[Stored data entries]

* * * *

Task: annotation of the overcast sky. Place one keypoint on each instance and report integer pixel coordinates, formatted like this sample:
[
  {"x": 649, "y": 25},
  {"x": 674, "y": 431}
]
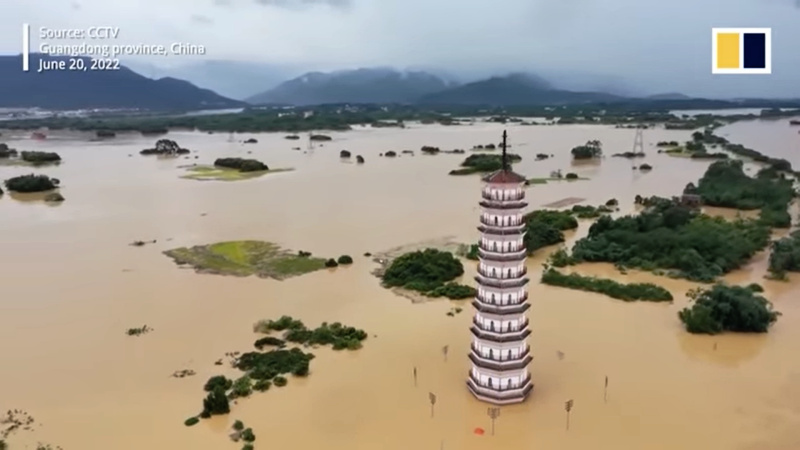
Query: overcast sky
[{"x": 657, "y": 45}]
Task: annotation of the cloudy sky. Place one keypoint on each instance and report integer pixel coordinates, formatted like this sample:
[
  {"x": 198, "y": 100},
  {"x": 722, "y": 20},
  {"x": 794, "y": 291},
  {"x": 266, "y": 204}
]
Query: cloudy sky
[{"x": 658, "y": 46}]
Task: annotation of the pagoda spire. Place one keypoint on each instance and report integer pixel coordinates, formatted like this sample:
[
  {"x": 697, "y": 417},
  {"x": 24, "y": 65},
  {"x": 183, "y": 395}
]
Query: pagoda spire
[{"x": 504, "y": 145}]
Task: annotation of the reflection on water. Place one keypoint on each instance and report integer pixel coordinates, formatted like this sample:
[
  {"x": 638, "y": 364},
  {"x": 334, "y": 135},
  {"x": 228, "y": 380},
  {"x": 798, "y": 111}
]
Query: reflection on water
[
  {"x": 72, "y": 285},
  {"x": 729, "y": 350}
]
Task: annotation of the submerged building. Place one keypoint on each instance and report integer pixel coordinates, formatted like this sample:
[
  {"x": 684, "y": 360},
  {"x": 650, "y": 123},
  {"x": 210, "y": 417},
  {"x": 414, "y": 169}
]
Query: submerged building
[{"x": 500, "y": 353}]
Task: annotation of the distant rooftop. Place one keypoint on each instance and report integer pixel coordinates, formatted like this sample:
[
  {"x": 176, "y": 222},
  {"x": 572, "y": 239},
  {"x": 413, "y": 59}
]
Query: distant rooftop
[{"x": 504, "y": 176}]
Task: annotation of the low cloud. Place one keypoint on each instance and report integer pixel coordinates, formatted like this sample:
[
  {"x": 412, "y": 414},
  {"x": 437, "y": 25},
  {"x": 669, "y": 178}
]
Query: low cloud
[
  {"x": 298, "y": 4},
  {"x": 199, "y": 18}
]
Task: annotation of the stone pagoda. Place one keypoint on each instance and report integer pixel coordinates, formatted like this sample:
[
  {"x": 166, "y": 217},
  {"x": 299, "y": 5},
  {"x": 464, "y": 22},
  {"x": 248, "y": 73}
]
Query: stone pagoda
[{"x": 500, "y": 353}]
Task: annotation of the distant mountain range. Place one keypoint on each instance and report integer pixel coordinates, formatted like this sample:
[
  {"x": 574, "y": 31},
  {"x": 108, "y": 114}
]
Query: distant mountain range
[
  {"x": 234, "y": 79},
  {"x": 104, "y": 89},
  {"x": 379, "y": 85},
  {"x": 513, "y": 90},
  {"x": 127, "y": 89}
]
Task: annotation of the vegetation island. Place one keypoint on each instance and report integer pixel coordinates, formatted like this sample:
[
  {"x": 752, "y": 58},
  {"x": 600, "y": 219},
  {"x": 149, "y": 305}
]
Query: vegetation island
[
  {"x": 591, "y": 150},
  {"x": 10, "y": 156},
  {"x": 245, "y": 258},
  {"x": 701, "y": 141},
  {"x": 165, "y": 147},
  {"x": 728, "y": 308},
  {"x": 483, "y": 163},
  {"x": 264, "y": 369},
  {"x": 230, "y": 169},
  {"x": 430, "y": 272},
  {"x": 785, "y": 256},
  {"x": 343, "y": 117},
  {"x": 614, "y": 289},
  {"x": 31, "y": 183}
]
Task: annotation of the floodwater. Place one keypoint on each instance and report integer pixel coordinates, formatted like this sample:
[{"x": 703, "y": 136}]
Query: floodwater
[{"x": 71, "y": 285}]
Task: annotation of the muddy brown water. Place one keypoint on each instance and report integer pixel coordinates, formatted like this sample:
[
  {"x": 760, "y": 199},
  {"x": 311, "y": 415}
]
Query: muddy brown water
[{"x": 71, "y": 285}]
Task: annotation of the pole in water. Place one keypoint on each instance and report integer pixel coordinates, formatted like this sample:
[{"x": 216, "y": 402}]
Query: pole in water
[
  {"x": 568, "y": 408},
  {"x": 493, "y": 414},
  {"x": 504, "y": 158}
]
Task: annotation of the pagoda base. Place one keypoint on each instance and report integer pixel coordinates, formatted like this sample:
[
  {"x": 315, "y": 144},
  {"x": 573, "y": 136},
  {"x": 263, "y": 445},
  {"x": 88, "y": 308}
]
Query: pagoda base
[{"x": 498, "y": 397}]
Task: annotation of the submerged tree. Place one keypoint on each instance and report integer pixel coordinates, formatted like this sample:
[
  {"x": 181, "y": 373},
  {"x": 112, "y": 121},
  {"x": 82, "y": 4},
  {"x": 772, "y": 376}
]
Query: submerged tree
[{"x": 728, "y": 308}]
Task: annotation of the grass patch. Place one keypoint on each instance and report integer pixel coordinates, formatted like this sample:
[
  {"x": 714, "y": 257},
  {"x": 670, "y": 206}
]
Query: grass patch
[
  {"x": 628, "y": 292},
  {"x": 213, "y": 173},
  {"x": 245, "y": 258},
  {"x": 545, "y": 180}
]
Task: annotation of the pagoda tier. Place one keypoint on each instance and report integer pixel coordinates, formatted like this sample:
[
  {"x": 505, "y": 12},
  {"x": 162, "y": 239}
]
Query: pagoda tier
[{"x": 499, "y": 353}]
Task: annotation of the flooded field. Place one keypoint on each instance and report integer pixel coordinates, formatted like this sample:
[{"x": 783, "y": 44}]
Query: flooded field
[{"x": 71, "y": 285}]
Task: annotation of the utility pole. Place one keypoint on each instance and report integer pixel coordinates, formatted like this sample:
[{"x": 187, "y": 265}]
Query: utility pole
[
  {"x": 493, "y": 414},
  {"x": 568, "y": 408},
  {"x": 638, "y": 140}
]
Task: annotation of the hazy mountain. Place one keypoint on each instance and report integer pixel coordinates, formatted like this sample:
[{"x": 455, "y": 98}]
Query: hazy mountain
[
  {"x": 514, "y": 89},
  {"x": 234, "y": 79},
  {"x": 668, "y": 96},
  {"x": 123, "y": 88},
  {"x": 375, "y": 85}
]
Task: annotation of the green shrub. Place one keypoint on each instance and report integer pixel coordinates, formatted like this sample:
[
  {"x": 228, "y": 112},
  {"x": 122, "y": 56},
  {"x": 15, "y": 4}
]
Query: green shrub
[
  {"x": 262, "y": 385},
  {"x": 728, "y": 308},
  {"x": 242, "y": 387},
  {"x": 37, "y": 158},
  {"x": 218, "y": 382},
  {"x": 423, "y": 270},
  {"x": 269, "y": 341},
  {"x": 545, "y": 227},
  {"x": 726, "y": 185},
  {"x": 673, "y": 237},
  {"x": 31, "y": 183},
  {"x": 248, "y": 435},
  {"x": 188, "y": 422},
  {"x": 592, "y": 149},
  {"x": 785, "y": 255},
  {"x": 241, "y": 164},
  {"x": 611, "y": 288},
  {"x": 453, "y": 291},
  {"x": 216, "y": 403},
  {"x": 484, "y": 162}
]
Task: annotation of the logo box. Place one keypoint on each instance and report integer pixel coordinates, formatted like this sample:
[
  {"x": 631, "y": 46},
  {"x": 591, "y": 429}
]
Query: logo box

* * * *

Please, without any pictures, retype the records exactly as they appear.

Task: annotation of the overcast sky. Place one keypoint on each instance and report integer pixel coordinates, formatted like this sample:
[
  {"x": 649, "y": 25},
  {"x": 674, "y": 431}
]
Query: overcast sky
[{"x": 657, "y": 45}]
Task: annotation of the cloudy sky. Place one keypoint on each instance and report integer pixel coordinates, formatted like this sample:
[
  {"x": 198, "y": 100},
  {"x": 722, "y": 20},
  {"x": 794, "y": 291},
  {"x": 266, "y": 204}
]
Query: cloudy sky
[{"x": 658, "y": 46}]
Task: annotation of the pagoda spire. Place one keypoint on each instance and report integer pixel coordinates, formatted like this sample:
[
  {"x": 697, "y": 417},
  {"x": 24, "y": 65},
  {"x": 183, "y": 395}
]
Query: pagoda spire
[{"x": 504, "y": 145}]
Task: annotation of the reflection on water. Place one keypoint on each instance and report integer pixel coordinates, formatted like this sample:
[
  {"x": 638, "y": 364},
  {"x": 334, "y": 135},
  {"x": 228, "y": 380},
  {"x": 798, "y": 111}
]
Query: reflection on water
[
  {"x": 72, "y": 285},
  {"x": 729, "y": 350}
]
Task: annotation of the submerged building. Place one keypoint on each instance and report integer pixel coordinates, formatted like this sample:
[
  {"x": 684, "y": 360},
  {"x": 650, "y": 123},
  {"x": 210, "y": 417},
  {"x": 414, "y": 169}
]
Query: submerged building
[{"x": 500, "y": 353}]
Task: annotation of the distant rooftop. Place one keypoint on each instance and report integer pixel coordinates, formatted like this sample:
[
  {"x": 176, "y": 222},
  {"x": 572, "y": 239},
  {"x": 413, "y": 59}
]
Query: distant rooftop
[{"x": 504, "y": 176}]
Task: annotation of the low cloud. Place one keypoint on each instance and report integer pixel coordinates, formatted like this sample:
[
  {"x": 412, "y": 414},
  {"x": 437, "y": 25},
  {"x": 669, "y": 178}
]
Query: low cloud
[
  {"x": 298, "y": 4},
  {"x": 199, "y": 18}
]
Task: annotation of the stone pagoda. Place one keypoint on each instance and report integer pixel coordinates, formatted like this sample:
[
  {"x": 166, "y": 217},
  {"x": 299, "y": 5},
  {"x": 464, "y": 22},
  {"x": 248, "y": 73}
]
Query: stone pagoda
[{"x": 500, "y": 353}]
Task: annotation of the distant mountain range. Place one keypoint on each instance and report integer pixel coordinates, formatted like this sample:
[
  {"x": 574, "y": 31},
  {"x": 108, "y": 114}
]
Query: distant mountain range
[
  {"x": 234, "y": 79},
  {"x": 104, "y": 89},
  {"x": 379, "y": 85},
  {"x": 513, "y": 90},
  {"x": 127, "y": 89}
]
Task: annotation of the vegetation island. Place one keypoint on each instance and report integer pixel coordinates, formatted like this sample:
[
  {"x": 752, "y": 58},
  {"x": 600, "y": 219},
  {"x": 149, "y": 305}
]
Query: vegetation island
[
  {"x": 591, "y": 150},
  {"x": 10, "y": 156},
  {"x": 245, "y": 258},
  {"x": 701, "y": 141},
  {"x": 165, "y": 147},
  {"x": 728, "y": 308},
  {"x": 483, "y": 163},
  {"x": 264, "y": 369},
  {"x": 230, "y": 169},
  {"x": 430, "y": 272},
  {"x": 785, "y": 256},
  {"x": 343, "y": 117},
  {"x": 614, "y": 289},
  {"x": 31, "y": 183}
]
Task: annotation of the floodwater. Place one keypoint on each instance and report integer pixel coordinates, formatted like this sample:
[{"x": 703, "y": 136}]
Query: floodwater
[{"x": 71, "y": 285}]
Task: annotation of the muddy brown water. Place one keypoint on each instance and report integer pixel coordinates, formatted like this sample:
[
  {"x": 760, "y": 199},
  {"x": 311, "y": 415}
]
Query: muddy brown water
[{"x": 71, "y": 285}]
Task: annotation of the pole in water. Place one keypoint on each instance and report integer pixel coordinates, formatted like this sample:
[{"x": 216, "y": 402}]
Query: pole in water
[
  {"x": 568, "y": 408},
  {"x": 493, "y": 414},
  {"x": 504, "y": 158}
]
Task: annotation of the pagoda base. Place one keypoint on each instance and report integer pixel coordinates, formatted like this sample:
[
  {"x": 315, "y": 144},
  {"x": 573, "y": 136},
  {"x": 263, "y": 445},
  {"x": 88, "y": 308}
]
Query: pagoda base
[{"x": 498, "y": 397}]
Task: annotation of the submerged tree. Place one keypoint on each instance and report integer pixel coordinates, formatted like this sample:
[
  {"x": 181, "y": 373},
  {"x": 112, "y": 121},
  {"x": 82, "y": 4},
  {"x": 772, "y": 376}
]
Query: submerged tree
[{"x": 728, "y": 308}]
Task: annotation of the grass patch. Place one keypoint on each instance and report integer pixel coordinates, formatted like this sample:
[
  {"x": 714, "y": 257},
  {"x": 670, "y": 206}
]
Query: grass patch
[
  {"x": 628, "y": 292},
  {"x": 213, "y": 173},
  {"x": 245, "y": 258},
  {"x": 545, "y": 180}
]
Task: annotation of the pagoda tier. Place one keypoint on each instance and report integer pixel coordinates, formatted like this sample:
[
  {"x": 505, "y": 12},
  {"x": 162, "y": 239}
]
Query: pagoda tier
[{"x": 499, "y": 353}]
Task: annotation of the flooded field. Place one keypoint on each instance and report integer pixel coordinates, formatted like this sample:
[{"x": 783, "y": 44}]
Query: flooded field
[{"x": 71, "y": 285}]
Task: annotation of the utility pole. Place one keypoint on each instance and report integer pixel coordinates, formatted like this sample:
[{"x": 187, "y": 265}]
Query: utility pole
[
  {"x": 493, "y": 414},
  {"x": 568, "y": 408},
  {"x": 638, "y": 140}
]
Task: annotation of the hazy mountain. Place one keypoint on each instance and report integer pixel coordinates, formatted like this sample:
[{"x": 455, "y": 98}]
Query: hazy mountain
[
  {"x": 514, "y": 89},
  {"x": 234, "y": 79},
  {"x": 668, "y": 96},
  {"x": 123, "y": 88},
  {"x": 375, "y": 85}
]
Task: annotation of the green shrub. Place one keypoint on each instance and report integer pixel coordinates, formatted like this sample:
[
  {"x": 228, "y": 112},
  {"x": 122, "y": 56},
  {"x": 15, "y": 4}
]
Query: green shrub
[
  {"x": 262, "y": 385},
  {"x": 728, "y": 308},
  {"x": 242, "y": 387},
  {"x": 37, "y": 158},
  {"x": 218, "y": 382},
  {"x": 423, "y": 270},
  {"x": 269, "y": 341},
  {"x": 545, "y": 227},
  {"x": 726, "y": 185},
  {"x": 673, "y": 237},
  {"x": 31, "y": 183},
  {"x": 248, "y": 435},
  {"x": 188, "y": 422},
  {"x": 592, "y": 149},
  {"x": 785, "y": 255},
  {"x": 241, "y": 164},
  {"x": 611, "y": 288},
  {"x": 453, "y": 291},
  {"x": 216, "y": 403},
  {"x": 484, "y": 162}
]
Task: annotation of the logo box. Place one keypoint on each instance and report integer pixel coordinates, formatted like this sample:
[
  {"x": 631, "y": 46},
  {"x": 591, "y": 429}
]
Query: logo box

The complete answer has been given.